- **WHAT TO DO**: Filter the entries for lines with the word "black".

##### GIVEN DATA #####

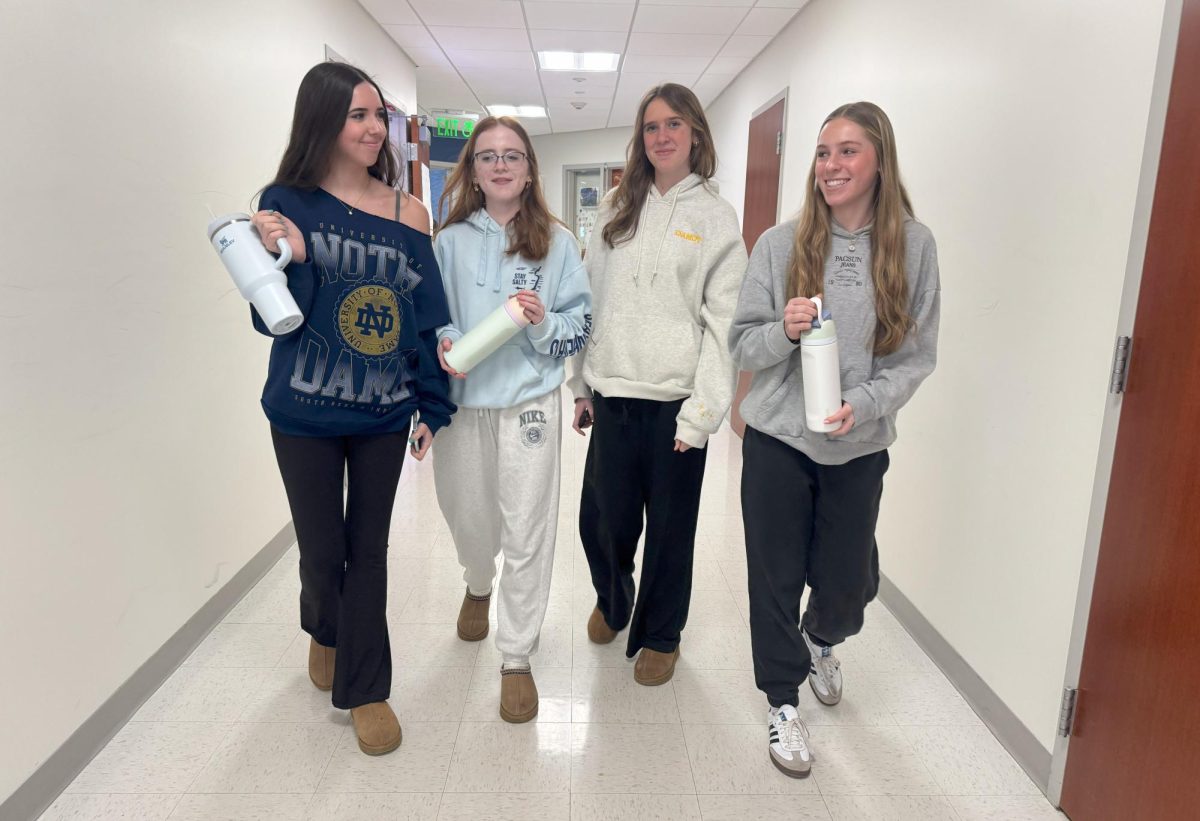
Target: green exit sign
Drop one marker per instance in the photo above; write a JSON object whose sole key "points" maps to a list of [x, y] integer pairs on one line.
{"points": [[450, 126]]}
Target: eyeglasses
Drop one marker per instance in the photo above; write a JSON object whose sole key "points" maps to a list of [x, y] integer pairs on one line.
{"points": [[509, 157]]}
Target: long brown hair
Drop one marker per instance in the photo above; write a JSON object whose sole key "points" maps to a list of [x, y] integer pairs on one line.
{"points": [[635, 183], [805, 275], [322, 105], [529, 231]]}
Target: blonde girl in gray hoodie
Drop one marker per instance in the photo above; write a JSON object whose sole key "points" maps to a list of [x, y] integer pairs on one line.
{"points": [[665, 262], [809, 499]]}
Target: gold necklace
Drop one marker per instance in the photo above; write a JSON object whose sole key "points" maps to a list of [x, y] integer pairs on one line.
{"points": [[349, 209]]}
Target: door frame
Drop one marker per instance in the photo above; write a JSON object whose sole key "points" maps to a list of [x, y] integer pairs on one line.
{"points": [[1134, 263], [783, 147]]}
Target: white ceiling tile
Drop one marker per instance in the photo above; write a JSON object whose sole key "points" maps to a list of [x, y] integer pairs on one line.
{"points": [[579, 16], [514, 76], [639, 84], [745, 45], [437, 75], [647, 64], [766, 21], [593, 101], [390, 12], [480, 39], [562, 84], [677, 19], [622, 119], [427, 57], [537, 127], [676, 45], [729, 65], [564, 40], [709, 85], [491, 13], [592, 111], [467, 59], [744, 4], [415, 36]]}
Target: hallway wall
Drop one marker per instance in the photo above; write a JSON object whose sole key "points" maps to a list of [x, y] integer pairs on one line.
{"points": [[138, 474], [1020, 129]]}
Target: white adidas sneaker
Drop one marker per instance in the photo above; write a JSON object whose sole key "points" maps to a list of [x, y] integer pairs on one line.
{"points": [[789, 736], [825, 672]]}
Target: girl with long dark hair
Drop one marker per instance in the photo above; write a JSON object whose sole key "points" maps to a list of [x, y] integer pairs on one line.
{"points": [[342, 389], [810, 499]]}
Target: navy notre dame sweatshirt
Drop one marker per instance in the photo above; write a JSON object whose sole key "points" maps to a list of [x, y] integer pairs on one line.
{"points": [[365, 357]]}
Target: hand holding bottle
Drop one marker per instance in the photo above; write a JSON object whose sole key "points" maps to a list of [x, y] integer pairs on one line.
{"points": [[798, 316], [444, 346]]}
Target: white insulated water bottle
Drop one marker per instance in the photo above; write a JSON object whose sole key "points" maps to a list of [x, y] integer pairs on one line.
{"points": [[821, 371], [259, 279], [484, 339]]}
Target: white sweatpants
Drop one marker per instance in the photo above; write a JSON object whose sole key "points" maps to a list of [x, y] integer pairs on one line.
{"points": [[497, 474]]}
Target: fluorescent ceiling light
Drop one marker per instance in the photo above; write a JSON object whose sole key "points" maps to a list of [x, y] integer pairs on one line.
{"points": [[516, 111], [579, 60]]}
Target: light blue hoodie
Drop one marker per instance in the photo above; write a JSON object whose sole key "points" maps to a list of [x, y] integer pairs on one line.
{"points": [[479, 276]]}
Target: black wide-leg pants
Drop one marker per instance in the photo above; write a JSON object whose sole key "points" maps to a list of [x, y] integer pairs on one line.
{"points": [[343, 550], [805, 523], [633, 469]]}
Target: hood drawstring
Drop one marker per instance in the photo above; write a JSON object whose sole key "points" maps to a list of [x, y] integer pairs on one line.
{"points": [[641, 235], [484, 222], [663, 240]]}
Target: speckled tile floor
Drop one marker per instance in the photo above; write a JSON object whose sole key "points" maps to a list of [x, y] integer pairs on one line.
{"points": [[239, 732]]}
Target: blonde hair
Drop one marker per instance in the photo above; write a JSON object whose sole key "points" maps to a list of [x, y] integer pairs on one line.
{"points": [[892, 208], [529, 232]]}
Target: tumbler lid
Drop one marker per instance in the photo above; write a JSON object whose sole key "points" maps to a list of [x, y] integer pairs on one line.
{"points": [[222, 221]]}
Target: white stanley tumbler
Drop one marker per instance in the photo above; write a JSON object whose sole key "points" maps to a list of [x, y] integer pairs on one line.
{"points": [[259, 279], [821, 371], [484, 339]]}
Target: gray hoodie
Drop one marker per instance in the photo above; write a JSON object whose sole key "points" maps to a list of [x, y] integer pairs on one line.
{"points": [[876, 387], [663, 304]]}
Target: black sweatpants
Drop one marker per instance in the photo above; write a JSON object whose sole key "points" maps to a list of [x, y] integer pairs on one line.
{"points": [[633, 468], [805, 523], [343, 550]]}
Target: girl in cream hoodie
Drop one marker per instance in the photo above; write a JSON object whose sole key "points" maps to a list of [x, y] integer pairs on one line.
{"points": [[665, 261]]}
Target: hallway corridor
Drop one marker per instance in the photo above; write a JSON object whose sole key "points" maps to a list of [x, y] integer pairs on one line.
{"points": [[239, 731]]}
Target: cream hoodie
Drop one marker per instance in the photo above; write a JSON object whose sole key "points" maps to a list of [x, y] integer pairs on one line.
{"points": [[663, 303]]}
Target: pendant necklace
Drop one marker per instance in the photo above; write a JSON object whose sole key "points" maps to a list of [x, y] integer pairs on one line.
{"points": [[349, 209]]}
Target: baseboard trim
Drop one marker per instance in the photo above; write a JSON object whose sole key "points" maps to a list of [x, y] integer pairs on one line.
{"points": [[60, 768], [1009, 730]]}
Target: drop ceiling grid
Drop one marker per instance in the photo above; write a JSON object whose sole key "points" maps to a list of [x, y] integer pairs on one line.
{"points": [[475, 53]]}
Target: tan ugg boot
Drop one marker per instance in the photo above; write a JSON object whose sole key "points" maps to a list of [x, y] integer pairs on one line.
{"points": [[321, 665], [519, 695], [653, 667], [473, 617], [377, 727], [598, 629]]}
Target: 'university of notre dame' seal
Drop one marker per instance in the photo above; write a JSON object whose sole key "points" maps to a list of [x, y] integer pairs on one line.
{"points": [[369, 319]]}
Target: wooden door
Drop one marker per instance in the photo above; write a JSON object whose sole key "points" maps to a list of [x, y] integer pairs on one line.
{"points": [[763, 157], [1134, 750]]}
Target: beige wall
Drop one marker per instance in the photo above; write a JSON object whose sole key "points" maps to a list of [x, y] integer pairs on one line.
{"points": [[138, 473], [1020, 127], [576, 148]]}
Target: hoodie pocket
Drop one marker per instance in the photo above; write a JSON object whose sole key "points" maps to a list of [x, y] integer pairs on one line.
{"points": [[661, 352]]}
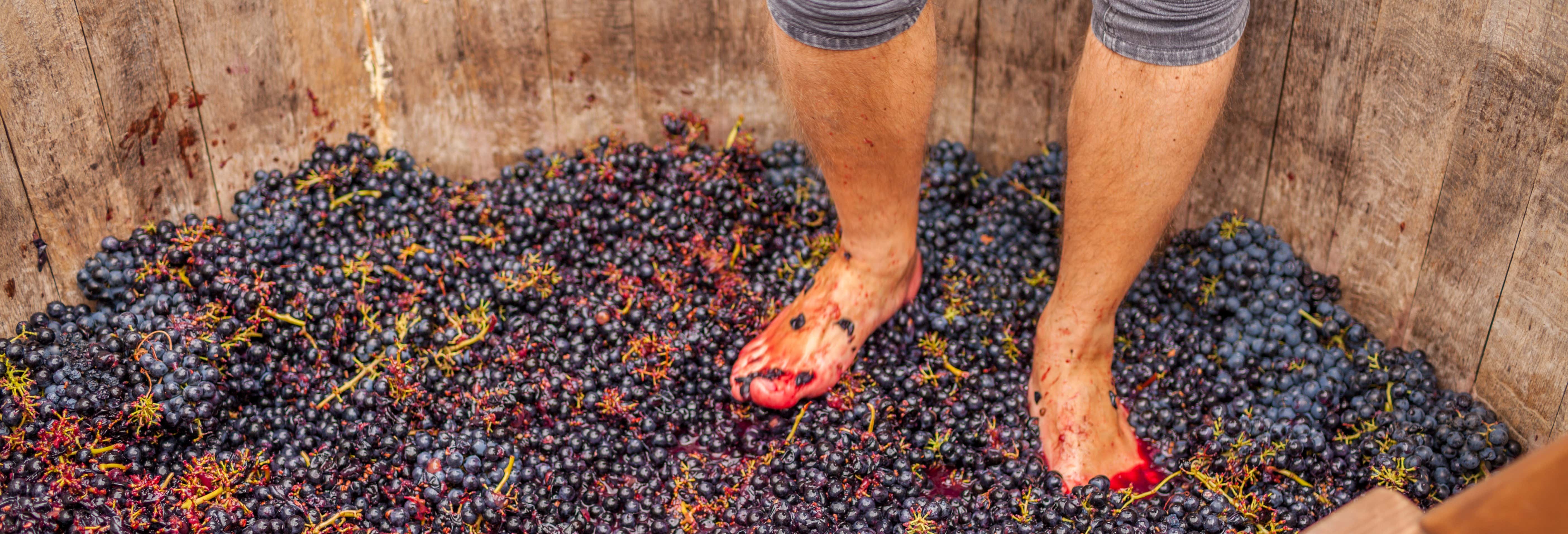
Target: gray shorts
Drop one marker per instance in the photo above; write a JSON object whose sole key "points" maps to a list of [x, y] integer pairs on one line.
{"points": [[1160, 32]]}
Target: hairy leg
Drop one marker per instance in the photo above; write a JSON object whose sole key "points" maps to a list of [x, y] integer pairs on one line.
{"points": [[865, 117], [1136, 132]]}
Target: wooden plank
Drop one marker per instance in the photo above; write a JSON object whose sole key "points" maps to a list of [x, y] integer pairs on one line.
{"points": [[278, 76], [1522, 499], [24, 287], [1069, 30], [952, 113], [677, 65], [153, 113], [1523, 373], [1503, 128], [1330, 46], [1015, 76], [747, 84], [1235, 165], [593, 68], [1423, 57], [1380, 511], [49, 102], [427, 96], [509, 77]]}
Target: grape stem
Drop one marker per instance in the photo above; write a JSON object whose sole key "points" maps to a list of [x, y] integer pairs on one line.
{"points": [[333, 519], [338, 392], [506, 475], [791, 437]]}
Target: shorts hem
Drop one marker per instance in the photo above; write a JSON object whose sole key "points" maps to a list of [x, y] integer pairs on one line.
{"points": [[1163, 56], [836, 43]]}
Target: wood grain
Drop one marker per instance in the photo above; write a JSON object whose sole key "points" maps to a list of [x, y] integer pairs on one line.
{"points": [[1380, 511], [747, 84], [1503, 128], [1321, 98], [153, 112], [427, 98], [1523, 372], [677, 63], [1069, 29], [1423, 59], [49, 102], [278, 76], [509, 74], [24, 289], [593, 69], [957, 33], [1014, 81], [1235, 165]]}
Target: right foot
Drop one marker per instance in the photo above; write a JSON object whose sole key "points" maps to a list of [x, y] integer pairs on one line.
{"points": [[808, 345]]}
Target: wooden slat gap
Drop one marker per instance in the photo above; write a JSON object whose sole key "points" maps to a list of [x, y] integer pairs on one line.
{"points": [[1407, 325], [1556, 416], [1274, 134], [27, 196], [1340, 198], [98, 85], [1525, 215], [549, 73], [201, 121], [974, 82]]}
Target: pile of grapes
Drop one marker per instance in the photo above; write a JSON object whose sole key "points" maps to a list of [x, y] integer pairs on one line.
{"points": [[371, 347]]}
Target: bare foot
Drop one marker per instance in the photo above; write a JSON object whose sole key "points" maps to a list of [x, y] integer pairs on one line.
{"points": [[814, 339], [1082, 427]]}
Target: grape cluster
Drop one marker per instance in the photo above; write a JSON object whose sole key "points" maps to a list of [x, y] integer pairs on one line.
{"points": [[371, 347]]}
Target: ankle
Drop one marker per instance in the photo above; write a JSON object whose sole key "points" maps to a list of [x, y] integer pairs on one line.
{"points": [[885, 262], [1069, 342]]}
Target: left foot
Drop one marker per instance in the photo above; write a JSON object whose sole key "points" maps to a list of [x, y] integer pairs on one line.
{"points": [[814, 339], [1082, 427]]}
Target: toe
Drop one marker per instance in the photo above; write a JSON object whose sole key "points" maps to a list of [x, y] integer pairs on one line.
{"points": [[777, 394]]}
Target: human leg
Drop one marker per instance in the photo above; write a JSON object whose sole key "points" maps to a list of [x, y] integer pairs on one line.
{"points": [[1136, 132], [863, 113]]}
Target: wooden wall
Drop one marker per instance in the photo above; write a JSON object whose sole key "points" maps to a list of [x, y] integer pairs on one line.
{"points": [[1415, 148]]}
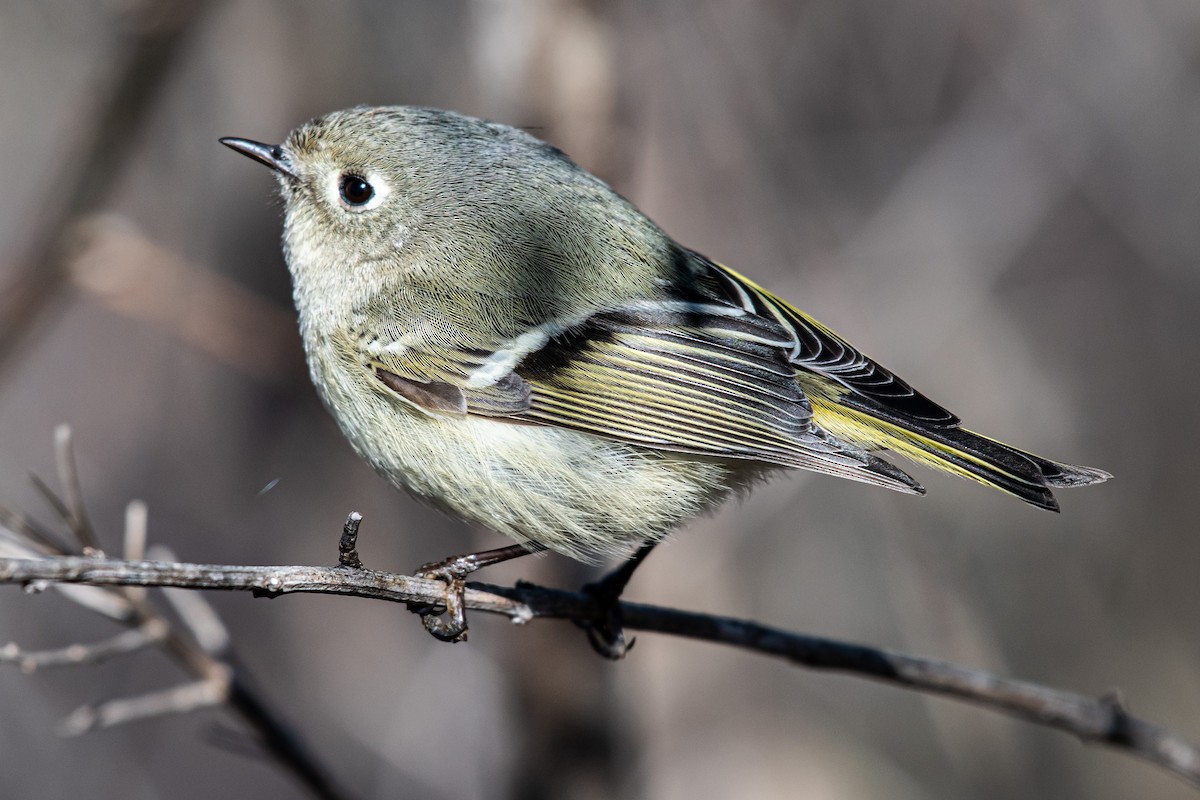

#####

- **SOLUTION TO THIS PROBLEM**:
Target: black wide-leg pants
Target: black sweatpants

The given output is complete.